Source text:
"""

- Specialty: Cardiology

= Yasui procedure =

The Yasui procedure is a pediatric heart operation used to bypass the left ventricular outflow tract (LVOT) that combines the aortic repair of the Norwood procedure and a shunt similar to that used in the Rastelli procedure in a single operation. It is used to repair defects that result in the physiology of hypoplastic left heart syndrome even though both ventricles are functioning normally. These defects are common in DiGeorge syndrome and include interrupted aortic arch and LVOT obstruction (IAA/LVOTO); aortic atresia-severe stenosis with ventricular septal defect (AA/VSD); and aortic atresia with interrupted aortic arch and aortopulmonary window. This procedure allows the surgeon to keep the left ventricle connected to the systemic circulation while using the pulmonary valve as its outflow valve, by connecting them through the ventricular septal defect. The Yasui procedure includes a modified Damus–Kaye–Stansel procedure to connect the aortic and pulmonary roots, allowing the coronary arteries to remain perfused. It was first described in 1987.

== Indications ==
A Yasui procedure can be done instead of a Norwood operation in some cases of LVOT obstruction to avoid committing a child to a single-ventricle heart, or it can follow a Norwood operation when the surgeon uses a staged approach. It is also used when the Ross procedure or Konno procedure are not feasible in children who have had other surgeries to repair coarctation of the aorta or interrupted aortic arch.

"""

Source material:
"""

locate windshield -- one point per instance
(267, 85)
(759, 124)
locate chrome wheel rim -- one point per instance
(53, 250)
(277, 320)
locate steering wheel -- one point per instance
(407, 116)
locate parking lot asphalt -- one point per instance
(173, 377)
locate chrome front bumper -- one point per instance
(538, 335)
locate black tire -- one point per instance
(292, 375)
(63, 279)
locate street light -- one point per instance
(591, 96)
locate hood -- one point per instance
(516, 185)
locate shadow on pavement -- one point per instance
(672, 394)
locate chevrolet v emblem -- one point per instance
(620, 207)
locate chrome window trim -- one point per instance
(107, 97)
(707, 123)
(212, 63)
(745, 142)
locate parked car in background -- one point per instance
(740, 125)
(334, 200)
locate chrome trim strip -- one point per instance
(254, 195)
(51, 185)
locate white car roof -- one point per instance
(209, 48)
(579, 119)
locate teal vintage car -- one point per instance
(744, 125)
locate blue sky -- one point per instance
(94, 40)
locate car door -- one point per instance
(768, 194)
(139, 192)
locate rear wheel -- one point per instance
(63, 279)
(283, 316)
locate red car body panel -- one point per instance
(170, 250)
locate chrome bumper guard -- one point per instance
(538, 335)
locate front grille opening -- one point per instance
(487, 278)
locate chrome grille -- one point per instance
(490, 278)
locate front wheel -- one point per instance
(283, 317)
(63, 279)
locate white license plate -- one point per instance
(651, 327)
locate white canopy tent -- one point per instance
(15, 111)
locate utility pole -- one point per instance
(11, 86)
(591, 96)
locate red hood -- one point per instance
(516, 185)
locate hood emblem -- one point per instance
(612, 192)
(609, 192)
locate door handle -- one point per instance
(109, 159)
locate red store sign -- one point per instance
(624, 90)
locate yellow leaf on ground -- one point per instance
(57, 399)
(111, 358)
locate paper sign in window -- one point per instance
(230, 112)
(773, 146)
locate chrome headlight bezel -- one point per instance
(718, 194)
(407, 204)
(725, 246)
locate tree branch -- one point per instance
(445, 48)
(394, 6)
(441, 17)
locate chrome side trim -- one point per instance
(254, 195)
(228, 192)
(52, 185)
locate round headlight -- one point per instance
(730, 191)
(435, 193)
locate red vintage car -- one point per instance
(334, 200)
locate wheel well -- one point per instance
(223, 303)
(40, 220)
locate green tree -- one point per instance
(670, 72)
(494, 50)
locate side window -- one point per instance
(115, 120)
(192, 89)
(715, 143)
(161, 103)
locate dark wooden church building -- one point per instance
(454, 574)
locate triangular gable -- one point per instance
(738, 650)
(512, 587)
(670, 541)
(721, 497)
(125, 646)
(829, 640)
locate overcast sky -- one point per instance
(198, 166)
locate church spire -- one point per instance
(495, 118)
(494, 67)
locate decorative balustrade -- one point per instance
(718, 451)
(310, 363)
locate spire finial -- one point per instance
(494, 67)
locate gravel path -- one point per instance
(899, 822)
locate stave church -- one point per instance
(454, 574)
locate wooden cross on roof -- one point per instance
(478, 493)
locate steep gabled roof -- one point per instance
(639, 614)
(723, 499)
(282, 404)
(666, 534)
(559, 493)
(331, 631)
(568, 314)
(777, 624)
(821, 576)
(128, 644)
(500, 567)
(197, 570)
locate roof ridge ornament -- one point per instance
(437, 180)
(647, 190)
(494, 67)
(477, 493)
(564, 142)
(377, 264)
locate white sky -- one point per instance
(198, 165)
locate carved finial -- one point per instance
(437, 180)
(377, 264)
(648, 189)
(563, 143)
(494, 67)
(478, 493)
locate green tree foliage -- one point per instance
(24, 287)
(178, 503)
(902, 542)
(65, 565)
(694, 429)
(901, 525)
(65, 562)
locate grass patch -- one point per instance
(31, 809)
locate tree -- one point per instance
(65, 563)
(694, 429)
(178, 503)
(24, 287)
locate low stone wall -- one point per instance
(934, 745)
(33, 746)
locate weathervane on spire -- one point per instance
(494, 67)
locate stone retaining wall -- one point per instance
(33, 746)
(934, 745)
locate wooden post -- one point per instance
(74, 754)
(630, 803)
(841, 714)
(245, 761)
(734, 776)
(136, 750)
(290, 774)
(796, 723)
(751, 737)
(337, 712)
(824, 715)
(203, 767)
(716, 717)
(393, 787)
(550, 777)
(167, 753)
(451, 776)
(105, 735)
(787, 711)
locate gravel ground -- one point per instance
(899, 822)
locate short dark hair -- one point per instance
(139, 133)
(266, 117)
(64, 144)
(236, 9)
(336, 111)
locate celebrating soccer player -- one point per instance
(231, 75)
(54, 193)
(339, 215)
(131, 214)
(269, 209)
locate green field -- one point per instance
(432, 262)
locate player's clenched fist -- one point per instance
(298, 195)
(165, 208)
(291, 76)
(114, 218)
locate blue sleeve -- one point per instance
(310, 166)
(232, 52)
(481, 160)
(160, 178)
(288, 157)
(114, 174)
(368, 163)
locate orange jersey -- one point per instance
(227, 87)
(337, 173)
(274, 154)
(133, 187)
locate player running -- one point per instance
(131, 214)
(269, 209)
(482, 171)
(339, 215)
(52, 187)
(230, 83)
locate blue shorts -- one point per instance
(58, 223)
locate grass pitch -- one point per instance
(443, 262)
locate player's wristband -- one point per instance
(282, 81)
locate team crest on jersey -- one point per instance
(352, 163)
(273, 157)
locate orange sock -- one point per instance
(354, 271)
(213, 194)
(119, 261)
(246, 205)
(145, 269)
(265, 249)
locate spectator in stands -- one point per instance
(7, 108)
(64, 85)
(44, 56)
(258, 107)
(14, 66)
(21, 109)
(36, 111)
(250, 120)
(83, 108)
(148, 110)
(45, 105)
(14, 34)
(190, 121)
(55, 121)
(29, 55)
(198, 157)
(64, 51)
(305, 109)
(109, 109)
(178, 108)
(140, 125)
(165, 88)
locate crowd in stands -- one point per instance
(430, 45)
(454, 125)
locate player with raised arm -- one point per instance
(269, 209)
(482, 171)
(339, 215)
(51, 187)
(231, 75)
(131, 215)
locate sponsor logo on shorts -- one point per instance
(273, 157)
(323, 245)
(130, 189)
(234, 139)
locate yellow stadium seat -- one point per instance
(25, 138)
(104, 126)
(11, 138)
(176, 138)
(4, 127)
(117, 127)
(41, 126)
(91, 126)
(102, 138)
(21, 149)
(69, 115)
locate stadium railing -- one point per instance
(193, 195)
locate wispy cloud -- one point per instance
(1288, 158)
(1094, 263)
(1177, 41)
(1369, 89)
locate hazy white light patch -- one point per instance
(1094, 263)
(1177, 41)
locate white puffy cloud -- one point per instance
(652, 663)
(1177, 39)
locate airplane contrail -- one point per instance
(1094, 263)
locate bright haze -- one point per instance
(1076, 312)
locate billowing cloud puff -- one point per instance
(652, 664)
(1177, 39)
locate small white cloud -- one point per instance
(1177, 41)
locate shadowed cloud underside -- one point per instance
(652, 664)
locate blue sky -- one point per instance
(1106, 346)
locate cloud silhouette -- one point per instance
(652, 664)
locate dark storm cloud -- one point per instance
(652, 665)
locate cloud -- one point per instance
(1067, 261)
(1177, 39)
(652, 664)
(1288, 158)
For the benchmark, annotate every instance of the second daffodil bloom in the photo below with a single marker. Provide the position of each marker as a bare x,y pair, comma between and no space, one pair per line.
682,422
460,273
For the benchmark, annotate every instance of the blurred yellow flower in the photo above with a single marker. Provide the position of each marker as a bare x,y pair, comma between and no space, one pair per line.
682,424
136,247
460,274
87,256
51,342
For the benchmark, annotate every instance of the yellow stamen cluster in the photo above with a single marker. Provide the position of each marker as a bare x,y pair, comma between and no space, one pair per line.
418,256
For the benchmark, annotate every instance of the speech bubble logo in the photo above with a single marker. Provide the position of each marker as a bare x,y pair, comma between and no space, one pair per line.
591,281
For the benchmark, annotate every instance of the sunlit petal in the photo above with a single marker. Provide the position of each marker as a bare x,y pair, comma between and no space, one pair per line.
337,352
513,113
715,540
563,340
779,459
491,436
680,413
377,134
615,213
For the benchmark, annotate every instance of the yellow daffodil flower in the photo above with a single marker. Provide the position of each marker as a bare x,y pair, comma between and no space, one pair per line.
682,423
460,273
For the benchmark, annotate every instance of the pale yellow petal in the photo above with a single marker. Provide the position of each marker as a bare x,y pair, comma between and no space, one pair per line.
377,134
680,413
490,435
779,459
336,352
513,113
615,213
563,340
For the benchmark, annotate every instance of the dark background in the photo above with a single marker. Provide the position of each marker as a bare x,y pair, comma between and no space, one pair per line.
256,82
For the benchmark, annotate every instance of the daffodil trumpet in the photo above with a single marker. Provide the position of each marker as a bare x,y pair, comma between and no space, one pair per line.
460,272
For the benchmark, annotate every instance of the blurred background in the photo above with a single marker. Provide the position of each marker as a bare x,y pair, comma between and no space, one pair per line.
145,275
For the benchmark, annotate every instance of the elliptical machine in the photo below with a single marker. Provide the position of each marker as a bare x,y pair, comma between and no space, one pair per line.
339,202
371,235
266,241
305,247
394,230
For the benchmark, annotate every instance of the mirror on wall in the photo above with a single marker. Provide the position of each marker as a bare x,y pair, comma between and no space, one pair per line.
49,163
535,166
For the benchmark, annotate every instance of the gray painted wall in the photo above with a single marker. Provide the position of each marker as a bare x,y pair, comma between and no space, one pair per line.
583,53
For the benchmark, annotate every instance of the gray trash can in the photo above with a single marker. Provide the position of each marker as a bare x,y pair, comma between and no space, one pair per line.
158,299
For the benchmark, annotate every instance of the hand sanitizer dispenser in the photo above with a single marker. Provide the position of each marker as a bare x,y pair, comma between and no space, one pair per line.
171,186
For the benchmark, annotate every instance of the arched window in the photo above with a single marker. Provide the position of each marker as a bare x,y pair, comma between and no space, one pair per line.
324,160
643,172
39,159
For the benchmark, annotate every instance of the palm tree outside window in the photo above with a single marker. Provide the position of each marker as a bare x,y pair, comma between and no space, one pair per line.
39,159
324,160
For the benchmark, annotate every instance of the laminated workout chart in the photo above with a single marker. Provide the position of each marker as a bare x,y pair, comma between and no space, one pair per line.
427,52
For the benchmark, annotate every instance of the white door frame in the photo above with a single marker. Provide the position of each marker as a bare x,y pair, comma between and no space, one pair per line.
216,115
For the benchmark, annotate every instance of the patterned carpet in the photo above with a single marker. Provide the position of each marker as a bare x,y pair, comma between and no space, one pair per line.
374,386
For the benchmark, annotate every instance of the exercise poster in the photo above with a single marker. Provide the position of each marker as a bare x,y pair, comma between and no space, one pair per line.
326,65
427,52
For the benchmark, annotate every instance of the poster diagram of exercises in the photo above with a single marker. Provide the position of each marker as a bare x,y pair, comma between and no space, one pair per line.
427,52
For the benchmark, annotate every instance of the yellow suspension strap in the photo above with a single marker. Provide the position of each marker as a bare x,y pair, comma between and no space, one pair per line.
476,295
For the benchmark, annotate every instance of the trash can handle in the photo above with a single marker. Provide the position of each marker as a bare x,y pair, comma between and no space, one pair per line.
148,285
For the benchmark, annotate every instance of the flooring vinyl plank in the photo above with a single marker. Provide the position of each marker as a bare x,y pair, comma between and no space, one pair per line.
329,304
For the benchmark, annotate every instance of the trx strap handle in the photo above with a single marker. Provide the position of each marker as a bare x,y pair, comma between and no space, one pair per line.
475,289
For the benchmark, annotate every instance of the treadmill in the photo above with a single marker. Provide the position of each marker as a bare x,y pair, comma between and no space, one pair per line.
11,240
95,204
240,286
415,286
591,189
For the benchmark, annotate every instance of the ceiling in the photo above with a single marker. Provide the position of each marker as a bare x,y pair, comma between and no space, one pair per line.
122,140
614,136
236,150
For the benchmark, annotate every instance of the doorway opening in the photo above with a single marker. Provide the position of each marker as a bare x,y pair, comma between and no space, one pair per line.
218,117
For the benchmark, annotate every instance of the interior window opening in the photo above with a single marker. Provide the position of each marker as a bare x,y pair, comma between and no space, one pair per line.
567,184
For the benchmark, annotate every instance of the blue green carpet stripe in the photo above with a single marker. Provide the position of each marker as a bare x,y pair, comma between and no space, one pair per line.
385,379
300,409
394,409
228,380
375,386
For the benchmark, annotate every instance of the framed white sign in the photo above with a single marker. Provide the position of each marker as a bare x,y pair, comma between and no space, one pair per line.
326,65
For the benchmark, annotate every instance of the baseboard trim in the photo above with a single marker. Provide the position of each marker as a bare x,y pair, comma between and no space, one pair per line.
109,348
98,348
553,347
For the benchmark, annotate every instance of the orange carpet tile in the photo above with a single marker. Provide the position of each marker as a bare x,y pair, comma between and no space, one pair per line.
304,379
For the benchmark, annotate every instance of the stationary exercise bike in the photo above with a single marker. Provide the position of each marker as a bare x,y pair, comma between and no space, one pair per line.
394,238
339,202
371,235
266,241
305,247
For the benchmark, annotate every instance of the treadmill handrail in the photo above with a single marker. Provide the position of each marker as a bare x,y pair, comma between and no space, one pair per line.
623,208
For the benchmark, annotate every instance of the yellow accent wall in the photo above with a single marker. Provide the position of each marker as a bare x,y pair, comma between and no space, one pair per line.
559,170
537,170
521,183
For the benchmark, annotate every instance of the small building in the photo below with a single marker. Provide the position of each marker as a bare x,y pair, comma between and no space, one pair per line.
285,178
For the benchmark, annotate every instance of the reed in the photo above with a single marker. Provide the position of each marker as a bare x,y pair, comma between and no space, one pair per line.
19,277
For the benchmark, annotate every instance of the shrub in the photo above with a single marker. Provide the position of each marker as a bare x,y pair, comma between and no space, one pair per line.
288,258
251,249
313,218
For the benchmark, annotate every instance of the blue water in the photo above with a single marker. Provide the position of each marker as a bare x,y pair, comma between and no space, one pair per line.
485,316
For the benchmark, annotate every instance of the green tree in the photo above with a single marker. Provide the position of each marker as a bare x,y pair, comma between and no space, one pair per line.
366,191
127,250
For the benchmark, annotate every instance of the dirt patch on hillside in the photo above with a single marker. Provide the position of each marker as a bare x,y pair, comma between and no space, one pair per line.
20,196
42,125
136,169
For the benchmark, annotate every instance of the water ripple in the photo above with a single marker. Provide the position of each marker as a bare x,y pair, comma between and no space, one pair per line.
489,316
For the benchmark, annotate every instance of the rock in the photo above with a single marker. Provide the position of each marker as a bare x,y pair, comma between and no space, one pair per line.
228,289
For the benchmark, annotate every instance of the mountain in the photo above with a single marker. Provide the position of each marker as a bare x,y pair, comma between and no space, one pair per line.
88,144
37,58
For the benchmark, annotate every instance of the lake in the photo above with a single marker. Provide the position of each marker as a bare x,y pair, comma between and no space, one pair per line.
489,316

"""

Work item A:
According to the text on the Yasui procedure, in what year was it first described?
Work item B:
Go on with the text on the Yasui procedure from the point where it stops.
The entries have nothing to do with the text on the Yasui procedure.

Final answer A:
It was first described in 1987.

Final answer B:
== Technique ==
The Yasui procedure is done via a median sternotomy and uses cardiopulmonary bypass. If there is a patent ductus arteriosus, the surgeon begins by closing it. The surgeon then connects the separated parts of the aorta together. The surgeon then transects the pulmonary artery and aorta and frees them from surrounding tissue, then makes an incision into the right ventricle to allow them to assess the ventricular septal defect and remove excess muscle bundles in cases of extensive right ventricular hypertrophy. If the ventricular septal defect is smaller than the pulmonary valve, the surgeon will enlarge the defect. The surgeon then uses a patch, commonly made of bovine (cow) pericardium or the child's own tissue, to create a tunnel between the ventricular septal defect and the pulmonary valve. This allows for blood to flow from the left ventricle to the pulmonary valve. After creating this tunnel, the surgeon connects the aortic and pulmonary roots (Damus-Kaye-Stansel anastomosis).

== Outcomes ==
Children typically have good cardiac function and survival after the Yasui procedure, similar to other operations for the same conditions. However, children may require re-operation to replace the conduit in their heart if they outgrow it. Long-term survival depends on other factors, such as genetic disease.